> _DOCUMENT SOURCE_
Cela arrive tout le temps : une personne éminente, appelez-la « Smith », experte sur X, est invitée à parler de X dans une université. Mais certaines personnes n’aiment pas le point de vue de Smith sur X, ou la politique de Smith. Et donc ils essaient de faire « annuler » la conférence de Smith. Pour ce faire, elles parcourent tout ce que Smith a publié sur les réseaux sociaux, pour trouver un commentaire ou deux qui, pris hors de leur contexte, sembleront stupides, irréfléchis ou insensibles aux divers groupes d’intérêts mobilisés.

> _MATÉRIEL FOURNI_
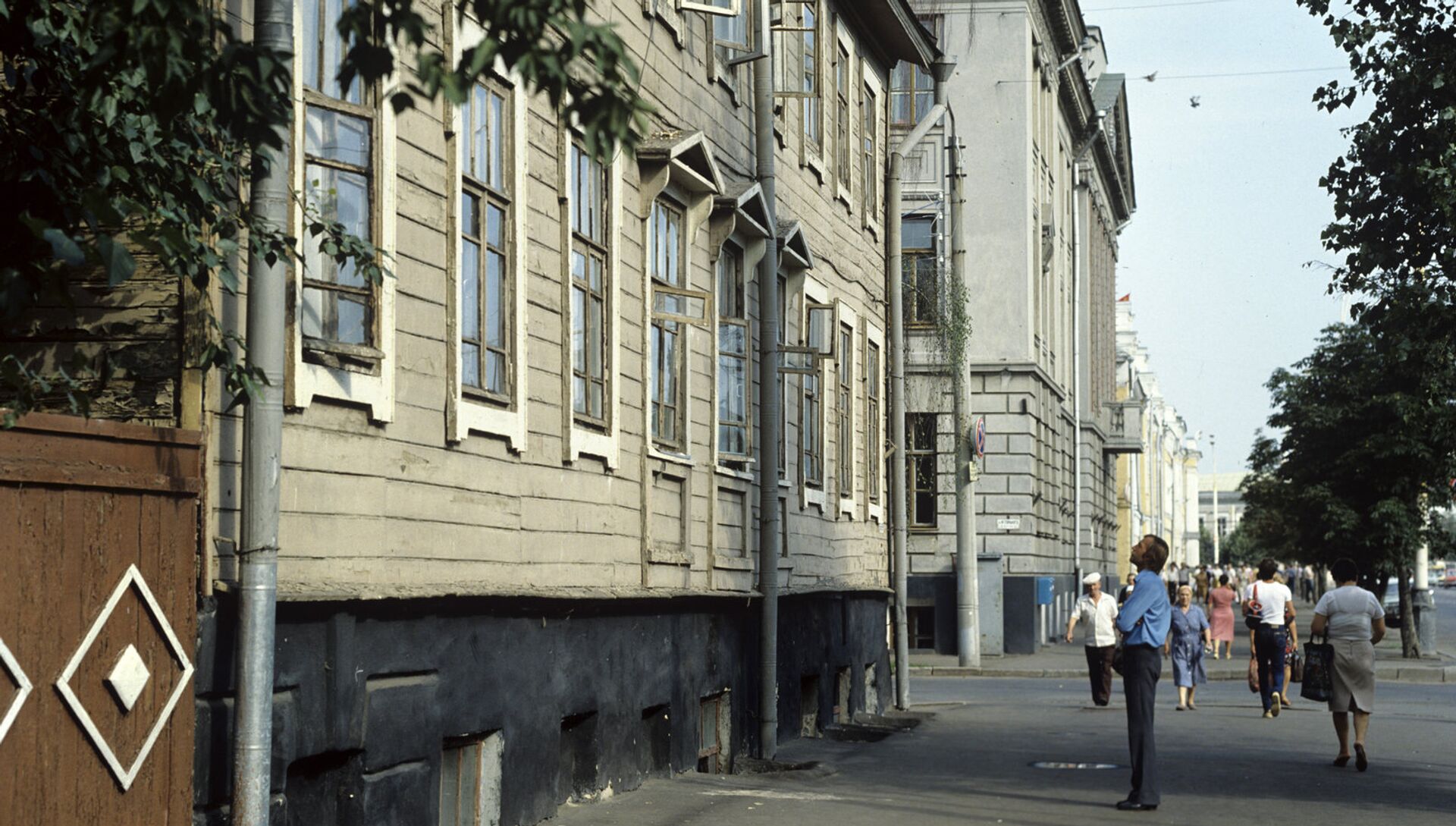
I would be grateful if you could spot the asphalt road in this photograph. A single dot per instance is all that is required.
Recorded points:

> _EXERCICE COURT A_
Selon le document source, que cherchent les opposants de Smith en parcourant tout ce que Smith a publié sur les réseaux sociaux ?
> _EXERCICE COURT B_
En une à trois phrases, expliquez d'après le document source pourquoi certaines personnes essaient de faire « annuler » la conférence de Smith.

> _RÉPONSE ATTENDUE A_
Ils cherchent un commentaire ou deux qui, pris hors de leur contexte, sembleront stupides, irréfléchis ou insensibles aux divers groupes d'intérêts mobilisés.

> _RÉPONSE ATTENDUE B_
Ces personnes n'aiment pas le point de vue de Smith sur X ou sa politique. C'est pour cette raison qu'elles tentent de faire annuler la conférence que Smith doit donner sur X dans une université.